Answer these questions from the blog page below:
1. Which kernel fixed essentially all of the Macbook Pro Retina problems?
2. What was added to the website alongside release 0.12 of ctioga2?
3. Besides rubygems, where can release 0.11 be downloaded?

• _Source document_:

----------

Monday, March 23, 2015

Release 0.12 of ctioga2

Out is the new version of ctioga2, which brings:
  • a much better handling of heterogeneous x,y coordinates in heat maps: ctioga2 now automatically splits the data into homogeneous segments;
  • control on the properties of the fill and the stroke of symbols (image)
  • decent improvement of error messages
  • and some bug fixes and other minor improvements
As usual, the new release is available as a gem:
~ gem update ctioga2
The website has also been decently improved, with now a search box for finding images in the gallery

Monday, January 26, 2015

Linux kernels for a macbook pro retina

I was unhappy about the recent Linux (3.14-3.16, and I think 3.17 too) kernels on my Macbook Pro Retina (15'), for a few reasons:

  • the nouveau graphics driver was not handling the graphics card very well (hangs when using the DRM after putting the computer to sleep once, garbage screen on various apps, slow 3D rendering), and I could never get the proprietary nvidia drivers to work (would give blank screen at boot time)
  • very unstable wireless (at least with my box home, but not with all the ones I've tried)
  • and the most painful was the need to recompile the kernel by hand, with the following modifications from stock debian kernel:
    -CONFIG_X86_SYSFB=y
    +# CONFIG_X86_SYSFB is not set
    -CONFIG_FB_SIMPLE=y
    +# CONFIG_FB_SIMPLE is not set
    
    Without these modifications, the screen would be garbled some 5-6 seconds after boot (but SSH would still work, as far as I remember).
The latest 3.18-trunk kernel fixes essentially all the above problems, which is just great. Kudos to everyone involved ! Hope it helps...

Friday, January 2, 2015

Release 0.11 of ctioga2

The new year is starting with a new release of ctioga2, with a lot of new features, such as:

  • patterned fills (shown on the right)
  • loops in command files
  • a CSS-like styling system (with full XPATH support)
  • a backend for mathematical functions of two variables
  • the possibility to hide elements that have been drawn before, useful for making animations using output-now for instance
  • the possibility to have grid elements spanning two or more columns and/or rows
  • many other improvements and bug-fixes

The new release is of course available using rubygems:

~ gem update ctioga2

It can also be downloaded from sourceforge.

The possibilities of the new styling system are particularly interesting, and I'm working on ways to make it more powerful, and providing series of default style files that anyone could use as they want. Among other future changes, I want to improve the position of ticks, especially when using non-linear axes, and add functions to draw vector fields (though this still needs some thinking). Enjoy, and a happy new year to everyone !

----------

• _Dataset extract_:
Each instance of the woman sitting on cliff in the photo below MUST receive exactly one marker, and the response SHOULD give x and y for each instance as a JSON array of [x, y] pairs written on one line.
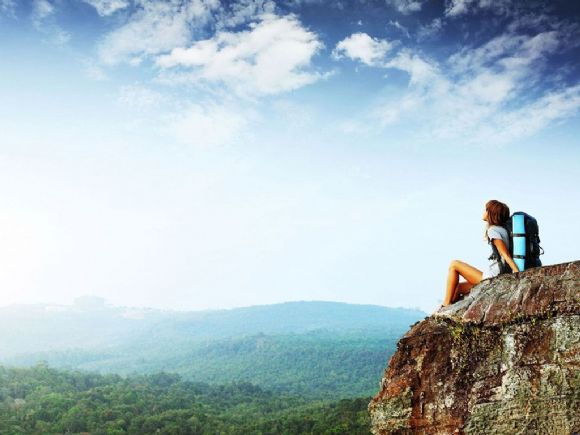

----------

• _Written solution_:
1. The latest 3.18-trunk kernel.
2. A search box for finding images in the gallery.
3. Sourceforge.